Supplied entries below:

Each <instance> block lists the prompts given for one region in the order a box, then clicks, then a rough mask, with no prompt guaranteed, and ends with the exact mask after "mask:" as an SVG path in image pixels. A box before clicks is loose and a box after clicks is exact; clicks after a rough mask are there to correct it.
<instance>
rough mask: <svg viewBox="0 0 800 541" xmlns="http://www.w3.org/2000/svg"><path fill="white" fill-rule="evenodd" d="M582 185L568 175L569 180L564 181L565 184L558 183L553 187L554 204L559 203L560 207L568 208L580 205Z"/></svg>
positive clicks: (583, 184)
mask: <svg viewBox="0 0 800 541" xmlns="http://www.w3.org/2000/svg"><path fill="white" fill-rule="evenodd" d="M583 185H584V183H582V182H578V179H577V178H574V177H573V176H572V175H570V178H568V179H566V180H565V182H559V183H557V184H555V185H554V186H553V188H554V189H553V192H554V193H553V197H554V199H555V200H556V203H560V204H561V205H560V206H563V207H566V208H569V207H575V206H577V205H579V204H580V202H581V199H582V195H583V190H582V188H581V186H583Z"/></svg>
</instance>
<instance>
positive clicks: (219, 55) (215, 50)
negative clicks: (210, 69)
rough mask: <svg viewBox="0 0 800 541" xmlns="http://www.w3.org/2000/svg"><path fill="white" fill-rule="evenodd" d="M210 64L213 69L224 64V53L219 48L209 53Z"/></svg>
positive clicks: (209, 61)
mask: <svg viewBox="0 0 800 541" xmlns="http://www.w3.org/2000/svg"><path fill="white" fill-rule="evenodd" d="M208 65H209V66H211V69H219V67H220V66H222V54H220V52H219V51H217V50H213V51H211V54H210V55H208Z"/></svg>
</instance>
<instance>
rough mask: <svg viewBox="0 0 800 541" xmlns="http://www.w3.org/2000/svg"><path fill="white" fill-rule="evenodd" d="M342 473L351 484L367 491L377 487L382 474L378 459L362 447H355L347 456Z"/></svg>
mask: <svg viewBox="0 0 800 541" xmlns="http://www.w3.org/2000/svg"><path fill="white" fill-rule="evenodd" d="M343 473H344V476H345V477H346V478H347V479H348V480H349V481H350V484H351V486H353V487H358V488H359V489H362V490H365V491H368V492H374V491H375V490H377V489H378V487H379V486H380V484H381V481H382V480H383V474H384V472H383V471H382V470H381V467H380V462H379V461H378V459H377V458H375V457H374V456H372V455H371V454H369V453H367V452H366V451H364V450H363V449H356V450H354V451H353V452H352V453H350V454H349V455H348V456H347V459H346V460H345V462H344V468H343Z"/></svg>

End of Supplied entries.

(Problem to work on)
Your answer must be the complete listing, reproduced exactly.

(Exercise answer)
Each <instance> block lists the prompts given for one region in the order a box, then clicks, then a rough mask, with no prompt guaranteed, and ends with the exact mask after "mask:" as an SVG path in image pixels. A box before clicks is loose and a box after clicks is exact; clicks after a rough mask are there to correct it.
<instance>
rough mask: <svg viewBox="0 0 800 541" xmlns="http://www.w3.org/2000/svg"><path fill="white" fill-rule="evenodd" d="M582 185L568 175L569 180L564 181L565 184L558 183L553 187L554 204L559 203L560 207L568 208L580 205Z"/></svg>
positive clicks: (583, 184)
mask: <svg viewBox="0 0 800 541" xmlns="http://www.w3.org/2000/svg"><path fill="white" fill-rule="evenodd" d="M583 185H584V183H582V182H578V179H577V178H574V177H573V176H572V175H570V178H568V179H566V180H565V182H559V183H557V184H555V185H554V186H553V188H554V189H553V192H554V193H553V197H554V199H555V200H556V203H560V204H561V205H560V206H563V207H566V208H569V207H575V206H577V205H579V204H580V202H581V199H582V195H583V190H582V188H581V186H583Z"/></svg>
</instance>
<instance>
positive clicks: (219, 55) (215, 50)
negative clicks: (210, 69)
rough mask: <svg viewBox="0 0 800 541" xmlns="http://www.w3.org/2000/svg"><path fill="white" fill-rule="evenodd" d="M210 64L213 69L224 64V53L219 48L209 53Z"/></svg>
positive clicks: (209, 61)
mask: <svg viewBox="0 0 800 541" xmlns="http://www.w3.org/2000/svg"><path fill="white" fill-rule="evenodd" d="M208 65H209V66H211V69H219V67H220V66H222V54H220V52H219V51H217V50H213V51H211V54H210V55H208Z"/></svg>
</instance>
<instance>
rough mask: <svg viewBox="0 0 800 541" xmlns="http://www.w3.org/2000/svg"><path fill="white" fill-rule="evenodd" d="M342 473L351 484L367 491L377 487L382 474L378 459L362 447H355L347 456Z"/></svg>
mask: <svg viewBox="0 0 800 541" xmlns="http://www.w3.org/2000/svg"><path fill="white" fill-rule="evenodd" d="M343 473H344V476H345V477H346V478H347V479H348V480H349V481H350V484H351V486H353V487H358V488H359V489H362V490H365V491H368V492H374V491H375V490H377V489H378V487H379V486H380V484H381V481H382V480H383V474H384V472H383V471H382V470H381V467H380V462H379V461H378V459H377V458H375V457H374V456H372V455H371V454H369V453H367V452H366V451H364V450H363V449H356V450H354V451H353V452H352V453H350V454H349V455H348V456H347V459H346V460H345V462H344V468H343Z"/></svg>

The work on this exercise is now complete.